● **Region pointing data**
···
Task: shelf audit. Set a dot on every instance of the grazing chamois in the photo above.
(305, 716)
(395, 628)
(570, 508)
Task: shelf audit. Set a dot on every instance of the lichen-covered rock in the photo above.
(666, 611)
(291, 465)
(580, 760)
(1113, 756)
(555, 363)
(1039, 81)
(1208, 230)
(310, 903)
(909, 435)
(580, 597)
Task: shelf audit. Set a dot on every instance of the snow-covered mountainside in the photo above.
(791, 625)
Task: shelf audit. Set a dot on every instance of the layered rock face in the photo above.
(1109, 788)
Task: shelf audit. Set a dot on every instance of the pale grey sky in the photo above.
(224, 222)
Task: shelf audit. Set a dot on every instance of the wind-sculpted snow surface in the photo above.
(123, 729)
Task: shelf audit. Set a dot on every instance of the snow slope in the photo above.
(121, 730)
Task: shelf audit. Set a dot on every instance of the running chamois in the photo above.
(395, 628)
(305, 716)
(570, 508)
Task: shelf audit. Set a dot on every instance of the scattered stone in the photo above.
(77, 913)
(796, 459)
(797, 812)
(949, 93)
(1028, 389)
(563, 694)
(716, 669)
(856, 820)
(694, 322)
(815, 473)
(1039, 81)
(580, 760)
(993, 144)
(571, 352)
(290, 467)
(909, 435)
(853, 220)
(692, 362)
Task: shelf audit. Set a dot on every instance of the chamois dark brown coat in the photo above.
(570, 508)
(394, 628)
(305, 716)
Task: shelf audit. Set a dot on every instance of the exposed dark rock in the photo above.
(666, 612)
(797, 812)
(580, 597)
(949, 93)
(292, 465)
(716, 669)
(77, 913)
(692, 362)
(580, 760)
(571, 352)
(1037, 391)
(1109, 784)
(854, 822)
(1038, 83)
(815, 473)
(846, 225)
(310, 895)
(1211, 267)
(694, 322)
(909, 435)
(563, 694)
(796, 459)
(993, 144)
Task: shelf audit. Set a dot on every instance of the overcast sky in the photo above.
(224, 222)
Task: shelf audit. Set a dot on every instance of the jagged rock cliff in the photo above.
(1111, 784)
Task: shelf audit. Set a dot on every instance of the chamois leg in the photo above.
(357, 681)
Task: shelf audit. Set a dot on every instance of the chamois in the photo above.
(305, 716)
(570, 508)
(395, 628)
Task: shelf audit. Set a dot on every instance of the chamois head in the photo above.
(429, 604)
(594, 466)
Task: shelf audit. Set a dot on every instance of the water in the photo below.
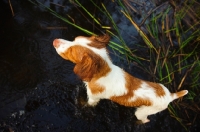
···
● **Goal of the exercise**
Only the lines from the one containing "dark rock in the photo above." through the last line of the records above should be repeated, exactly and without pictures.

● **Task answer**
Task: shelf audit. Set a dot on every instance of the exposed dark rock in the photo above.
(666, 612)
(797, 812)
(580, 597)
(949, 93)
(292, 465)
(716, 669)
(77, 913)
(692, 362)
(580, 760)
(571, 352)
(1037, 391)
(1109, 784)
(854, 822)
(1038, 83)
(815, 473)
(846, 225)
(310, 895)
(1211, 267)
(694, 322)
(909, 435)
(563, 694)
(796, 459)
(993, 144)
Task: shelf audit. Set a dot on every instance of the overcast sky in the photo above.
(224, 222)
Task: shelf audit. Set a dot on every instance of the jagged rock cliff in the photo above.
(1111, 784)
Task: shelf audit. Set a dot on every instance of the chamois leg in the photo above.
(357, 681)
Task: shelf audit. Set a dot on every instance of the chamois in the photo above.
(305, 716)
(570, 508)
(395, 628)
Task: shelf audit. Set a dot on every instance of the chamois head in the photo above.
(429, 604)
(594, 466)
Task: shelf audit. Set a dot on every instance of the water in the photo below.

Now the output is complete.